### [Aufgaben]
• A. Beantworte anhand des Erkenntnisses des Verwaltungsgerichtshofs die folgenden Fragen:
(i) An welchem Tag stellte der Beschwerdeführer den Antrag auf Erteilung einer Erstniederlassungsbewilligung?
(ii) Wie lautet der Spruch?
(iii) Seit welchem Jahr besuchte der Beschwerdeführer regelmäßig Schulen in Österreich?
• B. Prüfe, ob die folgenden Aussagen mit dem Erkenntnis des Verwaltungsgerichtshofs übereinstimmen. Antworte jeweils mit Ja oder Nein und zitiere die entscheidende Stelle wörtlich.
(i) Der Beschwerdeführer ist polnischer Staatsangehöriger.
(ii) Der angefochtene Bescheid wurde von der Bundesministerin für Justiz erlassen.
(iii) Nach Ansicht der Behörde haben die privaten Interessen des Beschwerdeführers Vorrang vor den öffentlichen Interessen.
• C. Führe das Erkenntnis des Verwaltungsgerichtshofs im Anschluss an seinen letzten Satz weiter.

### [Quelle]

001 Verwaltungsrecht allgemein;
10/01 Bundes-Verfassungsgesetz (B-VG);
19/05 Menschenrechte;
40/01 Verwaltungsverfahren;
41/02 Passrecht Fremdenrecht;

Norm

AVG §56;
B-VG Art130 Abs2;
FrG 1997 §10 Abs1 Z3;
FrG 1997 §10 Abs2;
FrG 1997 §10 Abs4;
FrG 1997 §8 Abs1;
FrG 1997 §8 Abs3;
MRK Art8;
VwRallg;

Betreff

Der Verwaltungsgerichtshof hat durch den Vorsitzenden Senatspräsident Dr. Stoll und die Hofräte Dr. Zens und Dr. Bayjones als Richter, im Beisein der Schriftführerin Mag. Zeller, über die Beschwerde des 1984 geborenen LS in W, vertreten durch Dr. R, Rechtsanwalt in Wien, gegen den Bescheid des Bundesministers für Inneres vom 15. April 1999, Zl. 124.508/2-III/11/99, betreffend Niederlassungsbewilligung, zu Recht erkannt:

Spruch

Die Beschwerde wird als unbegründet abgewiesen.

Begründung

Mit dem im Instanzenzug ergangenen angefochtenen Bescheid des Bundesministers für Inneres vom 15. April 1999 wurde der am 4. Februar 1998 gestellte Antrag des Beschwerdeführers auf Erteilung einer Erstniederlassungsbewilligung gemäß § 21 Abs. 3 und § 10 Abs. 1 Z. 3 des Fremdengesetzes 1997 (FrG 1997) abgewiesen. Im Kopf dieses Bescheides wird eine inländische Adresse des Beschwerdeführers angeführt. Begründend führte die belangte Behörde in Ansehung des zweitgenannten Versagungsgrundes aus, gemäß § 10 Abs. 1 Z. 3 FrG 1997 sei die Erteilung eines Aufenthaltstitels zu versagen, wenn dieser, von hier nicht vorliegenden Ausnahmen abgesehen, nach sichtvermerksfreier Einreise erteilt werden solle. Der Beschwerdeführer habe zwar am 4. Februar 1998 den in Rede stehenden Antrag "via ÖGK Krakau" eingebracht, er sei jedoch in der Folge als polnischer Staatsangehöriger sichtvermerksfrei nach Österreich eingereist. Mit der gegenständlichen Antragstellung wolle er seinen mit einer sichtvermerksfreien Einreise begonnenen Aufenthalt im Bundesgebiet verlängern. Auch habe der Beschwerdeführer seit 1993 regelmäßig in Österreich Schulen besucht, woraus sich ergebe, dass er die Zeit des zulässigen dreimonatigen Aufenthaltes überschritten habe. Gemäß § 8 Abs. 1 FrG 1997 könne Fremden ein Einreise- und Aufenthaltstitel auf Antrag erteilt werden, sofern kein Versagungsgrund wirksam werde. Bei Einräumung des in § 8 Abs. 1 FrG 1997 eingeräumten Ermessens sei nach den Kriterien des § 8 Abs. 3 leg. cit. vorzugehen. Im Falle des Beschwerdeführers sei den öffentlichen Interessen gegenüber den privaten Interessen Priorität einzuräumen.

### [Datenauszug]
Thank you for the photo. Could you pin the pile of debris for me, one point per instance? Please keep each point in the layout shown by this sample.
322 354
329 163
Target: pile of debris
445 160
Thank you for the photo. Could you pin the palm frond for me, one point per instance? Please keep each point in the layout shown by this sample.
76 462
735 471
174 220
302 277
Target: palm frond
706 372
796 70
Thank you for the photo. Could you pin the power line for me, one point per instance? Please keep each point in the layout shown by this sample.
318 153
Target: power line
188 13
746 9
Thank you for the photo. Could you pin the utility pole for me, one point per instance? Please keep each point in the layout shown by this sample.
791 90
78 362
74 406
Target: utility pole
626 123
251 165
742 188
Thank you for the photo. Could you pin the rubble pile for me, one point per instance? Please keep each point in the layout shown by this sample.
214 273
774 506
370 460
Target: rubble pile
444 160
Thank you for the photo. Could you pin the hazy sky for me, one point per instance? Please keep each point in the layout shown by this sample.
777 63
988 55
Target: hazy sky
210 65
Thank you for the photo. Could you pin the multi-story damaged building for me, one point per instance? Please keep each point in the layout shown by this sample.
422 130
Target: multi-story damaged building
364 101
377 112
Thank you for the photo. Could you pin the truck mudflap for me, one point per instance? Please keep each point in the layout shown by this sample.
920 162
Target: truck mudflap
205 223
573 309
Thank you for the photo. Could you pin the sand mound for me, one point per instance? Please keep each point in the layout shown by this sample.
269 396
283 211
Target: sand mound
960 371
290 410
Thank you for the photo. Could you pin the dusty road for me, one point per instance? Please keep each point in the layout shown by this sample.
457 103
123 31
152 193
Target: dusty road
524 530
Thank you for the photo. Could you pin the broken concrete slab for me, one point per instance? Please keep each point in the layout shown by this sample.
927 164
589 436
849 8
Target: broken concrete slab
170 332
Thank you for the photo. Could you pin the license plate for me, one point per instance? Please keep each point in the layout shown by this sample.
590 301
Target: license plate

### [Lösungen]
• A.
(i) Am 4. Februar 1998.
(ii) Die Beschwerde wird als unbegründet abgewiesen.
(iii) Seit 1993.

• B.
(i) Ja: „als polnischer Staatsangehöriger sichtvermerksfrei nach Österreich eingereist“
(ii) Nein: „gegen den Bescheid des Bundesministers für Inneres vom 15. April 1999“
(iii) Nein: „sei den öffentlichen Interessen gegenüber den privaten Interessen Priorität einzuräumen“

• C.
Der Verwaltungsgerichtshof hat in einem gemäß § 12 Abs. 1 Z. 2 VwGG gebildeten Senat erwogen:

Der Beschwerdeführer bringt vor, sein Vater habe die Familie bereits 1989 verlassen. Seine Mutter sei mit dem Vater nicht mehr in Kontakt. Seine Mutter sei 1989 nach Österreich gezogen. Sie habe den Beschwerdeführer in der Obhut von Angehörigen in Polen zurückgelassen. Die Möglichkeit der Beaufsichtigung des minderjährigen Beschwerdeführers sei jedoch in der Folge weggefallen. Die Mutter des Beschwerdeführers sei daher gezwungen gewesen, diesen zu sich zu nehmen. In rechtlicher Hinsicht setzt sich die Beschwerde ausschließlich mit dem von der belangten Behörde ebenfalls herangezogenen Versagungsgrund des § 21 Abs. 3 FrG 1997 auseinander.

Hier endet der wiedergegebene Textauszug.